Named object pointing entries:
----
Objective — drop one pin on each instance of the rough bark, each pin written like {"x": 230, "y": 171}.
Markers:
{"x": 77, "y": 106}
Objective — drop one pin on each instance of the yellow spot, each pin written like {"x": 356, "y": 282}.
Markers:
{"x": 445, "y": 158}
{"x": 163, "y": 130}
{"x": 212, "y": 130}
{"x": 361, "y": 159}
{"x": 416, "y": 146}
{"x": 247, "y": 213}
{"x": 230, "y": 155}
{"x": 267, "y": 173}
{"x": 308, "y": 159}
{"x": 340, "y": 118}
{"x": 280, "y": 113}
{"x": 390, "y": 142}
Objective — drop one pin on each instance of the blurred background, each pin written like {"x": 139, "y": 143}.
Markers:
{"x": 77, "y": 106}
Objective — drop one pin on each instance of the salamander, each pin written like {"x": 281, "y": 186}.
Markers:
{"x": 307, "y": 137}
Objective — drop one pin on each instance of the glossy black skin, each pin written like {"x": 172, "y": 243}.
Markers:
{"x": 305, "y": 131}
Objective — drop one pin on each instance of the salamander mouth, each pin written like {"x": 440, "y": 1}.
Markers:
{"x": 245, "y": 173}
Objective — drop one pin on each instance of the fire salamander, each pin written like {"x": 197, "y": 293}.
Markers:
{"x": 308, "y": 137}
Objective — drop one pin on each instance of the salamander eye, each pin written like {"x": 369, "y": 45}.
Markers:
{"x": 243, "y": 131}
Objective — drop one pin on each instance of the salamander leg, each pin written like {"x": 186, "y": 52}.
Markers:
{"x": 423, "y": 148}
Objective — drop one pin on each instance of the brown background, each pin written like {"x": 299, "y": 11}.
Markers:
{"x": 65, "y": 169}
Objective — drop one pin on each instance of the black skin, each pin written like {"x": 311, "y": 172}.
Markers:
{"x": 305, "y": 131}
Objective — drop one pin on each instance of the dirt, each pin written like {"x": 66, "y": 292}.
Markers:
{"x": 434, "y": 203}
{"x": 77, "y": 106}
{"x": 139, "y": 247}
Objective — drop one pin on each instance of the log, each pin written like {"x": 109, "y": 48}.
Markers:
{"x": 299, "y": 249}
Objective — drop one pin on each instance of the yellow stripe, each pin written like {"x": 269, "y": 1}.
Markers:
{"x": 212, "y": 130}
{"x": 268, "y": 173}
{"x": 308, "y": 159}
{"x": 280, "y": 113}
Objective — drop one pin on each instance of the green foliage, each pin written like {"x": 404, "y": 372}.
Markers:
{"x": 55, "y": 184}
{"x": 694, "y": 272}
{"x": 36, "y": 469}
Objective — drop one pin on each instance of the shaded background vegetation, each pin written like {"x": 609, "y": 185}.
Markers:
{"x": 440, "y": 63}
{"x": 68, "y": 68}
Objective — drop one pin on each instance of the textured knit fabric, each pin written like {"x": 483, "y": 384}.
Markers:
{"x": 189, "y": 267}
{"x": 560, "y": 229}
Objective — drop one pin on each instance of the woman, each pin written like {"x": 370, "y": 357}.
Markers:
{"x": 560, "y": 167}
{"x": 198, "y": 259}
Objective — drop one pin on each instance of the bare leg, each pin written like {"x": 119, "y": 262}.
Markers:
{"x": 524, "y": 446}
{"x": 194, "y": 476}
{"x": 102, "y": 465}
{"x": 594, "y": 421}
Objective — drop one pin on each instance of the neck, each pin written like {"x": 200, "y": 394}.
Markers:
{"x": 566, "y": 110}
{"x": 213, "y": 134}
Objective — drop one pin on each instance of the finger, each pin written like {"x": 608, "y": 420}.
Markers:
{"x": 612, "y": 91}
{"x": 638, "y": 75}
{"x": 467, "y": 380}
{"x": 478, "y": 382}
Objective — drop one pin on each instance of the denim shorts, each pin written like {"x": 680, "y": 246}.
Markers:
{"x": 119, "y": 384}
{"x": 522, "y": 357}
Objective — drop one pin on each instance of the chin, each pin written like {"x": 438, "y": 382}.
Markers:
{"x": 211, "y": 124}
----
* **WRITTEN INSTRUCTION**
Transcribe the material above in its entirety. Match it exactly.

* **RESULT**
Objective — drop one pin on each instance of the rough bark, each pin written like {"x": 230, "y": 171}.
Markers:
{"x": 77, "y": 106}
Objective — drop one pin on each instance of the yellow spot, each pin written like {"x": 356, "y": 282}.
Markers:
{"x": 445, "y": 158}
{"x": 163, "y": 130}
{"x": 212, "y": 130}
{"x": 361, "y": 159}
{"x": 416, "y": 146}
{"x": 247, "y": 213}
{"x": 230, "y": 155}
{"x": 267, "y": 173}
{"x": 308, "y": 159}
{"x": 340, "y": 118}
{"x": 280, "y": 113}
{"x": 390, "y": 142}
Objective — drop one pin on each instance of the blurred background, each pin written like {"x": 139, "y": 143}.
Markers:
{"x": 77, "y": 106}
Objective — drop one pin on each instance of the salamander, each pin written like {"x": 281, "y": 186}.
Markers:
{"x": 307, "y": 137}
Objective — drop one pin on each instance of the glossy black skin, each pin written like {"x": 172, "y": 243}.
Markers:
{"x": 305, "y": 131}
Objective — drop one pin on each instance of the salamander mouth, each pin written like {"x": 440, "y": 1}.
Markers:
{"x": 245, "y": 173}
Objective — drop one pin on each instance of the fire salamander, each pin written like {"x": 197, "y": 293}.
Markers:
{"x": 308, "y": 137}
Objective — drop one pin on each instance of the salamander eye, each pin written like {"x": 369, "y": 45}.
Markers:
{"x": 243, "y": 131}
Objective — drop one pin on each instance of the salamander leg, each pin written like {"x": 186, "y": 52}.
Markers:
{"x": 423, "y": 148}
Objective — drop one pin on each instance of the brown background, each pin written like {"x": 299, "y": 11}.
Markers:
{"x": 65, "y": 169}
Objective — drop one pin on each instance of the black skin, each pin written like {"x": 311, "y": 172}.
Markers:
{"x": 305, "y": 131}
Objective — drop one pin on each instance of the dirt, each pin written like {"x": 66, "y": 292}.
Markers:
{"x": 434, "y": 203}
{"x": 77, "y": 106}
{"x": 139, "y": 247}
Objective — drop one pin on each instance of the log, each pin written like {"x": 109, "y": 48}.
Markers:
{"x": 299, "y": 249}
Objective — drop one pin on each instance of the yellow stripe, each pin written like {"x": 269, "y": 1}.
Markers:
{"x": 212, "y": 130}
{"x": 268, "y": 173}
{"x": 308, "y": 159}
{"x": 280, "y": 113}
Objective — drop one pin on each instance of the green foliage, each pin written like {"x": 404, "y": 372}.
Markers:
{"x": 55, "y": 184}
{"x": 694, "y": 272}
{"x": 36, "y": 469}
Objective — drop one pin on each instance of the shaded background vegetation, each pin written like {"x": 609, "y": 185}.
Markers:
{"x": 440, "y": 63}
{"x": 68, "y": 68}
Objective — drop one pin on each instance of the textured knit fabric, each pin written like {"x": 483, "y": 384}.
Markers:
{"x": 189, "y": 267}
{"x": 560, "y": 229}
Objective — drop one pin on each instance of the woman, each pin written like {"x": 370, "y": 357}.
Markers:
{"x": 560, "y": 167}
{"x": 198, "y": 259}
Objective — drop one pin on each instance of the bare leg, each pin written like {"x": 119, "y": 262}.
Markers:
{"x": 524, "y": 446}
{"x": 194, "y": 476}
{"x": 102, "y": 465}
{"x": 594, "y": 421}
Objective — drop one pin on each instance of the neck, each pin written like {"x": 200, "y": 394}.
Markers:
{"x": 566, "y": 110}
{"x": 213, "y": 134}
Objective — drop one pin on each instance of the finger, each pin written like {"x": 608, "y": 420}.
Markers:
{"x": 612, "y": 91}
{"x": 638, "y": 75}
{"x": 467, "y": 380}
{"x": 478, "y": 382}
Objective — drop one pin on each instance of the denim shorts, each pin written like {"x": 680, "y": 246}.
Markers:
{"x": 119, "y": 384}
{"x": 522, "y": 357}
Objective — drop one pin on each instance of the chin, each pin written like {"x": 438, "y": 382}.
Markers:
{"x": 211, "y": 124}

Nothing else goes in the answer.